Exercise
Each entry is to be transcribed exactly, with nothing added or dropped.

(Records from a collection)
+===+

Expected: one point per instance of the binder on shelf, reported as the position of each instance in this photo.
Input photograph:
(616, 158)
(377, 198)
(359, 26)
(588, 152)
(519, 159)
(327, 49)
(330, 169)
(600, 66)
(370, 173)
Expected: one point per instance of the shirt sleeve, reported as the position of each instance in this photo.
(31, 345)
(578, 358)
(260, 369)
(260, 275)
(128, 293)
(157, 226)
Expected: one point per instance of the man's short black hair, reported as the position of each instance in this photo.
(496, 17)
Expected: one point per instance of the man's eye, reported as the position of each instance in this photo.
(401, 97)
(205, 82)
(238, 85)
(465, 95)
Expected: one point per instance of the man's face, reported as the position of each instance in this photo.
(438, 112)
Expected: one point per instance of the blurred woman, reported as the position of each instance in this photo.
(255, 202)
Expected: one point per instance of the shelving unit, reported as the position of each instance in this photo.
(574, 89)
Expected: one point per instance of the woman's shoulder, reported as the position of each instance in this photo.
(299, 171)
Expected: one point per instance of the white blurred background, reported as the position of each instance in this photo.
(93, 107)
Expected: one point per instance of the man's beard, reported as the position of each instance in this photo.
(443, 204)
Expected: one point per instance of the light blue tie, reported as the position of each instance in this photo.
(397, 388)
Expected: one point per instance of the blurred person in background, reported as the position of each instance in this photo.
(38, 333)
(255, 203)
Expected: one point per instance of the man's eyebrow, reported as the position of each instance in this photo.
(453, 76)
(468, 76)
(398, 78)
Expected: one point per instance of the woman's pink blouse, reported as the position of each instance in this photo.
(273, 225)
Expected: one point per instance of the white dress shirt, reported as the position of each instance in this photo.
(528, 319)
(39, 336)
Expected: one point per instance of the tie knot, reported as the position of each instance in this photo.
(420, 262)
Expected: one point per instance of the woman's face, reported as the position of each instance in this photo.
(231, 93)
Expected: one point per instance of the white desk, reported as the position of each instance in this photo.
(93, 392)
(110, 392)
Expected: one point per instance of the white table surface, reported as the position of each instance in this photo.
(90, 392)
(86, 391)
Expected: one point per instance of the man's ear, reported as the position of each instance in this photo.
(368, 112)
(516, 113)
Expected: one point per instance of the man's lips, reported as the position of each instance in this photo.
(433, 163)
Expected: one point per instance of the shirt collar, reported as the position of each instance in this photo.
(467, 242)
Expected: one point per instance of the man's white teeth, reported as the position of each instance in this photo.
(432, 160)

+===+

Output for this exercise
Expected: one point per instance of the binder on shelf, reported as the position of each instance in this photo.
Input photograph:
(616, 158)
(377, 198)
(359, 26)
(588, 152)
(519, 159)
(327, 49)
(330, 169)
(600, 66)
(370, 173)
Expected: one point per instance of the shirt sleeve, reported as the position of each instance in this photo.
(31, 345)
(578, 358)
(260, 369)
(260, 275)
(128, 293)
(157, 226)
Expected: one point per instance of the man's short black hair, reported as the position of each instance in this photo.
(496, 17)
Expected: one point per instance of the man's eye, reported as the position of each instance in this photo.
(401, 97)
(205, 82)
(238, 85)
(465, 95)
Expected: one point per instance of the man's face, reported as the position of each instance in this photo.
(438, 112)
Expected: one point per instance of the blurred woman, reported as the position of each instance in this photo.
(255, 202)
Expected: one point per instance of the shelving unit, reported as the position of each instance in this photo.
(574, 89)
Expected: one point per instance of the woman's shoulder, reported as the position of each instance in this photo.
(299, 171)
Expected: one point per instance of the white blurred background, reported as the position of each instance in this photo.
(93, 107)
Expected: one point per instance of the man's beard, reported as the position of each instance in this photo.
(443, 204)
Expected: one point per instance of the light blue tie, reported as the position of each instance in this photo.
(397, 388)
Expected: one point per instance of the blurred person in background, reported as the position of each instance in this photo.
(38, 333)
(255, 203)
Expected: one point per instance of the man's eyebrow, reported as the position of each instance in this photo.
(453, 76)
(468, 76)
(398, 78)
Expected: one point per instance of the woman's pink blouse, reported as the position of each instance in this photo.
(273, 225)
Expected: one point per instance of the white dress shirt, reported as the position of each instance in this photo.
(528, 319)
(39, 336)
Expected: one point per instance of the tie knot, reported as the position of each instance in this photo.
(420, 262)
Expected: one point per instance of the woman's face, reported as the position of each instance in this photo.
(231, 93)
Expected: one point per instance of the white desk, reported as the position of each instance in this photo.
(93, 392)
(110, 392)
Expected: one point per instance of the white table surface, reported as the position of each instance in this photo.
(90, 392)
(86, 391)
Expected: one point per instance of the man's ear, reported as the position of each instance in this photo.
(368, 112)
(516, 113)
Expected: one point per instance of the man's lips, reported as the position of each instance in this photo.
(433, 163)
Expected: one point per instance of the shirt collar, reported as the position of each instance in this photo.
(467, 242)
Expected: one point per instance of the man's white teeth, reported as the position of each instance in this photo.
(432, 160)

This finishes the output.